= The exercise =
Format the records as a numbered list, starting at the beginning of the records and continuing through the line that contains "(1232, 640)". Leave out any blank lines.

---+---

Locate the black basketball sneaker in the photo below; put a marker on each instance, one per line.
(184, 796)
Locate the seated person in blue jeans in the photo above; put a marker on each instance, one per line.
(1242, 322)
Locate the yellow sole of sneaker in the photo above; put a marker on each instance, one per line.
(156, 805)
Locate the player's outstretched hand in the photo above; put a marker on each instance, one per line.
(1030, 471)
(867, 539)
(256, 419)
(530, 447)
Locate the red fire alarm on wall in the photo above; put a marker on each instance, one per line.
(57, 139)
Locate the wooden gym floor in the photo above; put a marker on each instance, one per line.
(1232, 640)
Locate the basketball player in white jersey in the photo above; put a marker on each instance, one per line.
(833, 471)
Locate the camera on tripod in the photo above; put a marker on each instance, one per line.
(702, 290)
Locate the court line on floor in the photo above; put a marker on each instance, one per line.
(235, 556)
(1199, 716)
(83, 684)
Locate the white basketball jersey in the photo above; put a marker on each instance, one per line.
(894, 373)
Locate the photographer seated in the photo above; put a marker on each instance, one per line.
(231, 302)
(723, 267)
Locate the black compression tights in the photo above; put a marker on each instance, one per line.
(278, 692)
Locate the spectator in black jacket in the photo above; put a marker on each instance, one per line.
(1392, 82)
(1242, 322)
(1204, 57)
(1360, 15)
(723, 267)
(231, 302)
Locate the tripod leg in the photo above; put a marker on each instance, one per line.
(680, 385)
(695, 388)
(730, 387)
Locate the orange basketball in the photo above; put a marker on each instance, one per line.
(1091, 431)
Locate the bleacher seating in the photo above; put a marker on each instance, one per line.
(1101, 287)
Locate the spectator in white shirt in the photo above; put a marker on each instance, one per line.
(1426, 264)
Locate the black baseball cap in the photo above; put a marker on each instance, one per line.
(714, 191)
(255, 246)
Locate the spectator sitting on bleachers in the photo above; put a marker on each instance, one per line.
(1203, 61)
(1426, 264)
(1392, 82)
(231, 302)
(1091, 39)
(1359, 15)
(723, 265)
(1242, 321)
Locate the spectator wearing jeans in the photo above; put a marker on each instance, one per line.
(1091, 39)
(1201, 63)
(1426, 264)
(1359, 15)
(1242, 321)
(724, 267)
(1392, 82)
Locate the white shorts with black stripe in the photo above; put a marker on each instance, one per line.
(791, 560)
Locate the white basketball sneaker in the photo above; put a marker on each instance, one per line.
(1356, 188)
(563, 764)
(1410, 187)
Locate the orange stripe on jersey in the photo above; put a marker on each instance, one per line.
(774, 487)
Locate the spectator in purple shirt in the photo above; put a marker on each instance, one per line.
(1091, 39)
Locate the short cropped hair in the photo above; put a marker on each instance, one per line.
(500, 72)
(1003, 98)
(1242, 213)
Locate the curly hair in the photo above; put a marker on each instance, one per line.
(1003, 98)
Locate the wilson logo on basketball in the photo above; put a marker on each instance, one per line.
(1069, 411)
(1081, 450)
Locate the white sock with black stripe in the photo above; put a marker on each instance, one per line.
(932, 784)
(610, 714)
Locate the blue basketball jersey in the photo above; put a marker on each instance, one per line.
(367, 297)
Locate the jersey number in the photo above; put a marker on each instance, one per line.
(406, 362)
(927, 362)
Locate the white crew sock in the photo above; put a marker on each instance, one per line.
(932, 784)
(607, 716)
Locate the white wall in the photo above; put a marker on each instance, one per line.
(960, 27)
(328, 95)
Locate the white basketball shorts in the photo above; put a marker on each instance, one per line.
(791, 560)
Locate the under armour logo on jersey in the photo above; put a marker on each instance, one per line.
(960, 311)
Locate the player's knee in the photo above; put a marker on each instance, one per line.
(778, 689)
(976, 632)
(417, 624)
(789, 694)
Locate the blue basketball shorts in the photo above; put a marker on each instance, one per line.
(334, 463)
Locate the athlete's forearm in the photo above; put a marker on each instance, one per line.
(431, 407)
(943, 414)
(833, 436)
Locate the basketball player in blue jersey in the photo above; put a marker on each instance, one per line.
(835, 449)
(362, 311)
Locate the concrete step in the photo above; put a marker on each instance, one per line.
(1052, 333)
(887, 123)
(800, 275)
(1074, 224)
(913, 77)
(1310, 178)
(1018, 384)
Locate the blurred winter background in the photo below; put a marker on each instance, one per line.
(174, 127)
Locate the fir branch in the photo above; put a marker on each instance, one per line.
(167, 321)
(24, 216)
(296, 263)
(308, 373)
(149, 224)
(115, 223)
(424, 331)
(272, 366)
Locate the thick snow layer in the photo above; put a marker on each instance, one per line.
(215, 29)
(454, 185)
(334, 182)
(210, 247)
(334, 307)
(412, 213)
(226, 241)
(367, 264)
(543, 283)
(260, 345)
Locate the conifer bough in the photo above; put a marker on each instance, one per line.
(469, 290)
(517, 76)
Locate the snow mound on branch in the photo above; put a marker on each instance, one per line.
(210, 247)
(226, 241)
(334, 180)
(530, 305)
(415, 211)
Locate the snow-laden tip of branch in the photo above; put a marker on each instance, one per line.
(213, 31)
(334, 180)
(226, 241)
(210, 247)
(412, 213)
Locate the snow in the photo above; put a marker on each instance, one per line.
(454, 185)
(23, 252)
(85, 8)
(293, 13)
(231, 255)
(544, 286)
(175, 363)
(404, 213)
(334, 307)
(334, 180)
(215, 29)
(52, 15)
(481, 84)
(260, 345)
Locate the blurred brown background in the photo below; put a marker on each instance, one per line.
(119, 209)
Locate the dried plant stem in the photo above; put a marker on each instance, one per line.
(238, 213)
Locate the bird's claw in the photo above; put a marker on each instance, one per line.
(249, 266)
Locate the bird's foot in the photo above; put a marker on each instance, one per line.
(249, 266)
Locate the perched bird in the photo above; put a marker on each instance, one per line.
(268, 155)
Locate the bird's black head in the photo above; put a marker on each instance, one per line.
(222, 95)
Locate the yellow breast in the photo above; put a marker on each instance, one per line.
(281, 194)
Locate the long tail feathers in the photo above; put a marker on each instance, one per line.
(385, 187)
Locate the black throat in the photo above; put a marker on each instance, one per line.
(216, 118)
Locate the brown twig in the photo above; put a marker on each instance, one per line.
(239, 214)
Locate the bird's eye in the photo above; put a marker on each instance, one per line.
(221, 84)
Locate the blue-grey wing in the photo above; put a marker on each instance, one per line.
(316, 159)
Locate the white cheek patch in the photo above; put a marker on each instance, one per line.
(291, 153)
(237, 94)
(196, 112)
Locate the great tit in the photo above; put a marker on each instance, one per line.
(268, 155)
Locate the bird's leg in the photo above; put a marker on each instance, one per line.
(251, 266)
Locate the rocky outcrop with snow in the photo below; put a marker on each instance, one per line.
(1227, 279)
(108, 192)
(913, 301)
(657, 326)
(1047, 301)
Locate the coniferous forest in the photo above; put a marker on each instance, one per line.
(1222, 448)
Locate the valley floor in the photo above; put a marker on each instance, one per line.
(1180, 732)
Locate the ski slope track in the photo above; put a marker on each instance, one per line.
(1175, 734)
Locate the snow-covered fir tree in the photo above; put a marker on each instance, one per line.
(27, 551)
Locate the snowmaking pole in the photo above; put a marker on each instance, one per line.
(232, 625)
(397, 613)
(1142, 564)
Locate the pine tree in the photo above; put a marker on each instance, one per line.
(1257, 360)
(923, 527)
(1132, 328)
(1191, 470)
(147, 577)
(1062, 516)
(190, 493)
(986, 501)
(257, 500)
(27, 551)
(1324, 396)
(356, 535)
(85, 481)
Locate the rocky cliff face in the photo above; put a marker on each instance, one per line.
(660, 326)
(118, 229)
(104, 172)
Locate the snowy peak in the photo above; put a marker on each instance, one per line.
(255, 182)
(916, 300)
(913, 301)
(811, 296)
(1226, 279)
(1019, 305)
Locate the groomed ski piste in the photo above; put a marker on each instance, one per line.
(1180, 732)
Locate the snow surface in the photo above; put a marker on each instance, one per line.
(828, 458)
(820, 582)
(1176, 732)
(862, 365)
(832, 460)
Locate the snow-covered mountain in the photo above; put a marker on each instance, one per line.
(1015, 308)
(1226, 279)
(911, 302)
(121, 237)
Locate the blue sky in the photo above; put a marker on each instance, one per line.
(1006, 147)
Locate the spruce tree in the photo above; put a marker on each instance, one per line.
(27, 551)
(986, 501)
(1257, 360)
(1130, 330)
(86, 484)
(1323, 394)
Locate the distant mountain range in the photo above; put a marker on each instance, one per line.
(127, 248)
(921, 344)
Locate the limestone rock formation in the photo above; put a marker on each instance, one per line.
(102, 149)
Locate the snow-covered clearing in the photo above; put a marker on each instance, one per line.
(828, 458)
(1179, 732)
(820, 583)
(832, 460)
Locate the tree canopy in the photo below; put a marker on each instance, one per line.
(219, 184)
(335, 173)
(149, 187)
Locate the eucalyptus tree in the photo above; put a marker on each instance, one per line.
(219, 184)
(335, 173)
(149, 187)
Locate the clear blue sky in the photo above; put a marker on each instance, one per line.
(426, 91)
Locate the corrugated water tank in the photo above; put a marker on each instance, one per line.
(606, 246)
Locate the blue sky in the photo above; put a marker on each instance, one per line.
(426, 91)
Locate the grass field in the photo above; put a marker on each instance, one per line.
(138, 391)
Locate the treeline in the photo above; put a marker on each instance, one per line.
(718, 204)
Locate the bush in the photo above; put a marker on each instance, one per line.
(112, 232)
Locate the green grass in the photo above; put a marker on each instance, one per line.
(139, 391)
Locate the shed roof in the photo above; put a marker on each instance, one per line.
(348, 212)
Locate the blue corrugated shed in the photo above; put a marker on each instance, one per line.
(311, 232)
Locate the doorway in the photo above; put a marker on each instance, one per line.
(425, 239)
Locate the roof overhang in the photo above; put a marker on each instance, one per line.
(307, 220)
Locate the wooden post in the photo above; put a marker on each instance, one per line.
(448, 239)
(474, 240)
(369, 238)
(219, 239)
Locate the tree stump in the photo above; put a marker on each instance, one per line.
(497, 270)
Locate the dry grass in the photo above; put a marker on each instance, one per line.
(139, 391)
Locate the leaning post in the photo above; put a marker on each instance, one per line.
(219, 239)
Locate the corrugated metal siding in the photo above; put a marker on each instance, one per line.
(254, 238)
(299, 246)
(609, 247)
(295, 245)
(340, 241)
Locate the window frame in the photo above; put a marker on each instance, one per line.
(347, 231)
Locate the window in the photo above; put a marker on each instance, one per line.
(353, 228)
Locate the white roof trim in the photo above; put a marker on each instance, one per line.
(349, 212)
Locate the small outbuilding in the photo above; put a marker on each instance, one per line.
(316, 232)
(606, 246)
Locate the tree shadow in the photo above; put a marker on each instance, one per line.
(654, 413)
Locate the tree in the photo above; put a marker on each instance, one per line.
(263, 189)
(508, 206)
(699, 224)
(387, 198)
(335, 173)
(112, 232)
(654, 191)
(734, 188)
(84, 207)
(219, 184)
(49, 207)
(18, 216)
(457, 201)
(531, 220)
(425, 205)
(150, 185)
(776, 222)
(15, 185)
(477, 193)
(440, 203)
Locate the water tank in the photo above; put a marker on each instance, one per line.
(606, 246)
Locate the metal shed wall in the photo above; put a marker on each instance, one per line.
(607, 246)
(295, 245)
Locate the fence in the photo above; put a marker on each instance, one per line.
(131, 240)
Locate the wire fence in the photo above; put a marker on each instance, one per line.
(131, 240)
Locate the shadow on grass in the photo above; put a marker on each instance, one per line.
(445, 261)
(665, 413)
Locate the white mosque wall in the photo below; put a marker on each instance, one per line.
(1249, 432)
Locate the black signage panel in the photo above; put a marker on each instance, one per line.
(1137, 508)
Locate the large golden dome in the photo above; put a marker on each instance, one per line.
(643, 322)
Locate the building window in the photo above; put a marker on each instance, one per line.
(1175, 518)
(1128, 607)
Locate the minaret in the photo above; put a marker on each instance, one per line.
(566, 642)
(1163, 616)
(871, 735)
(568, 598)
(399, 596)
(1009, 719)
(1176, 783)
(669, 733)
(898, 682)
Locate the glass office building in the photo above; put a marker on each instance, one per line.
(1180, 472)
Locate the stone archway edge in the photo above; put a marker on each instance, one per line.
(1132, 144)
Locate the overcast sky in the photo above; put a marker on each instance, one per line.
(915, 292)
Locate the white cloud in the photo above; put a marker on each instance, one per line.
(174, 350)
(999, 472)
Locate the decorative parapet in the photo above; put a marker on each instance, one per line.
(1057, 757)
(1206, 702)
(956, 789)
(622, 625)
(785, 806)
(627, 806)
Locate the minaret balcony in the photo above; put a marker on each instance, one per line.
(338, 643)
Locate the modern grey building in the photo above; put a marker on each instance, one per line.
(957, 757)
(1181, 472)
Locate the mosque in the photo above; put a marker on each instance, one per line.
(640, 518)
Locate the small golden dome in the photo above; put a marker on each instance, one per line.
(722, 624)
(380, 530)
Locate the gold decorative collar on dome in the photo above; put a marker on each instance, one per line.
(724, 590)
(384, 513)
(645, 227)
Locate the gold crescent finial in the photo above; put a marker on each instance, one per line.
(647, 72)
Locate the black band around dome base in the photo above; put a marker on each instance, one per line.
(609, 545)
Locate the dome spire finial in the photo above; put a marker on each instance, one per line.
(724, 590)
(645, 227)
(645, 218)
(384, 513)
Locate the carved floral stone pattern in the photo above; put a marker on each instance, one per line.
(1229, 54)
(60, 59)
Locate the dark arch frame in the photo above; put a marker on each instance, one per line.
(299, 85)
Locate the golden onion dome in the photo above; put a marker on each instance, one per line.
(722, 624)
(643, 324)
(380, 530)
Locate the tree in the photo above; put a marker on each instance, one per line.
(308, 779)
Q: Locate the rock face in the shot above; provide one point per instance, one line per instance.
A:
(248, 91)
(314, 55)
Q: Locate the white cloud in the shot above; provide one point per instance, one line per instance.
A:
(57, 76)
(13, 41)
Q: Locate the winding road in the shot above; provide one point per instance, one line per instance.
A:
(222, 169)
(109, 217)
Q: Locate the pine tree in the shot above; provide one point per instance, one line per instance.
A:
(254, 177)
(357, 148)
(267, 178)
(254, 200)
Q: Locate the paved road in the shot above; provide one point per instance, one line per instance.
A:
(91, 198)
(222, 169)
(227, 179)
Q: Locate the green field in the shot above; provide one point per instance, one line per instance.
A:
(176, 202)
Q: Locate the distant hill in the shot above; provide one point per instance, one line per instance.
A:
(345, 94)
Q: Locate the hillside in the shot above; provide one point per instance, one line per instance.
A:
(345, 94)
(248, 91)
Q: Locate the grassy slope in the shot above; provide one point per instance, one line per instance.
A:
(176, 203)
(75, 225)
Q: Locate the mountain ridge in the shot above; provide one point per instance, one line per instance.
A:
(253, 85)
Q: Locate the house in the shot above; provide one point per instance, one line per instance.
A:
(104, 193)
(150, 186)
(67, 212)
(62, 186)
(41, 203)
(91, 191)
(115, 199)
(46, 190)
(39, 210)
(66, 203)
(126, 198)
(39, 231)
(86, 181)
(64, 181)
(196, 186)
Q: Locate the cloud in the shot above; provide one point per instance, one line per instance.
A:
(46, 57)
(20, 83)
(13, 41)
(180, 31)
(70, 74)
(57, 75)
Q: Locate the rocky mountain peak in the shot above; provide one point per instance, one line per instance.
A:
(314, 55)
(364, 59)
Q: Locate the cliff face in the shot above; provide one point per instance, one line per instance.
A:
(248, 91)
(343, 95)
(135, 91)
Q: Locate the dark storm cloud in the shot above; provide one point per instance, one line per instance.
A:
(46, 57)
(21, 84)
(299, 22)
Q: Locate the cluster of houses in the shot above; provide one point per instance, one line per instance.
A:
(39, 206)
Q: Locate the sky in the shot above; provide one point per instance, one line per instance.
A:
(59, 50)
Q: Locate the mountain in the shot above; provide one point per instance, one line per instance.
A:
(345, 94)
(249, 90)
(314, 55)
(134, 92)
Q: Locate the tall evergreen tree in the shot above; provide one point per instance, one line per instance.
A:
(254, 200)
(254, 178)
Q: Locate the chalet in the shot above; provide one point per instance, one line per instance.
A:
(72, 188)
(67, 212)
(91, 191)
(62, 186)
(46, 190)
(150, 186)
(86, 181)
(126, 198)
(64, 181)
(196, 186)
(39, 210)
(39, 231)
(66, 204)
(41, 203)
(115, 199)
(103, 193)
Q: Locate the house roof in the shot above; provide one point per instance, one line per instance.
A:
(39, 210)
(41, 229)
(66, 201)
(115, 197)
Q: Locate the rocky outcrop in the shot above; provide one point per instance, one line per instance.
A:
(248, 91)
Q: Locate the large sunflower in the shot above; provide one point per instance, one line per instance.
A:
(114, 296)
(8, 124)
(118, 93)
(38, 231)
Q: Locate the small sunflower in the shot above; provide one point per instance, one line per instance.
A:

---+---

= Result below =
1. Locate the black basketball sneaker in the photo below; put a marker on each instance, one per line.
2. (184, 796)
3. Locate the seated person in blue jeans in the photo above; put a marker on each instance, one per line.
4. (1242, 322)
5. Locate the yellow sole of sneaker in the photo above; put a marker on each instance, one per line.
6. (156, 805)
7. Locate the player's outstretched hand in the photo above; put a marker on each instance, one per line.
8. (1030, 471)
9. (867, 539)
10. (256, 419)
11. (530, 447)
12. Locate the red fire alarm on wall in the photo above; put a marker on each instance, one per line.
13. (57, 139)
14. Locate the wooden gym floor in the photo above; put a marker on each instance, one per line.
15. (1232, 640)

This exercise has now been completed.